## Aim of the exercise
Quote every item below word for word, leaving out the pictures.

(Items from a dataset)
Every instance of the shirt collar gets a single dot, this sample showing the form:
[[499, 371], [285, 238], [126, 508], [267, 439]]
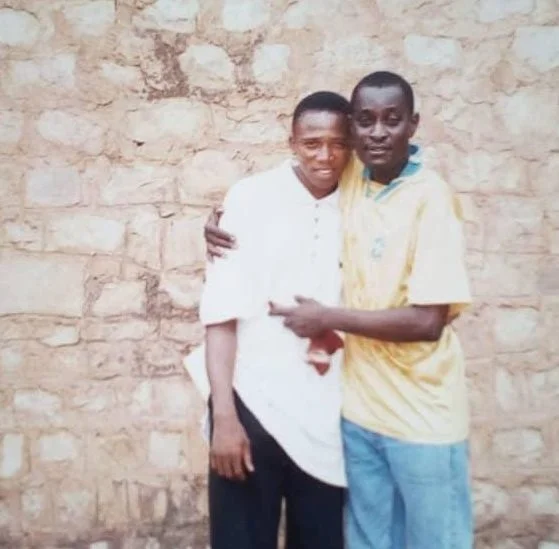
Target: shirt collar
[[412, 166], [297, 192]]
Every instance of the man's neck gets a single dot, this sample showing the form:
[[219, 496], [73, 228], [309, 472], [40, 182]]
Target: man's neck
[[316, 193], [385, 177]]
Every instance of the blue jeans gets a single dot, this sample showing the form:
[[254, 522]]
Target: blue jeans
[[403, 495]]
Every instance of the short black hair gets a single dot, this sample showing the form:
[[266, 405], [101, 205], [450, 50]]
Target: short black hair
[[322, 101], [384, 79]]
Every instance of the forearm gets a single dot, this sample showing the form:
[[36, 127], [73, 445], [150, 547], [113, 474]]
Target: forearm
[[221, 350], [404, 324]]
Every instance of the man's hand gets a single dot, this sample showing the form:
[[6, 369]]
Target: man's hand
[[217, 240], [230, 454], [305, 319]]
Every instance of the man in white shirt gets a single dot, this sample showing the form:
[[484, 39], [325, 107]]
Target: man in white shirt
[[275, 420]]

## Exercise answer
Every instance of the shirt collar gets a single dot, this sample showing the form:
[[499, 371], [285, 238], [126, 508], [267, 439]]
Target: shirt collar
[[412, 166], [297, 192]]
Every instance of the man's neck gets a single dot, this sample showing the form:
[[219, 496], [73, 228], [309, 472], [40, 182]]
Target: man's neck
[[316, 193], [385, 177]]
Every instance of the blue jeans gets a single dot, this sample showing the form:
[[254, 522]]
Target: blue jeans
[[403, 495]]
Every instance of the short black hair gets a single dot, this sample showing the form:
[[266, 405], [101, 205], [450, 50]]
Target: short black hair
[[322, 101], [384, 79]]
Every instance of the forearm gets a single dot, this sample showing the form:
[[36, 127], [73, 445], [150, 547], [113, 474]]
Target: forearm
[[221, 350], [404, 324]]
Every instance of the man's hand gets a single dot, this sample showing the form:
[[6, 369]]
Target: man's hand
[[217, 240], [230, 454], [305, 319]]
Every instance of the man in white shirt gets a single dot, this sample showing the form:
[[484, 39], [325, 107]]
Target: man in white shirt
[[275, 420]]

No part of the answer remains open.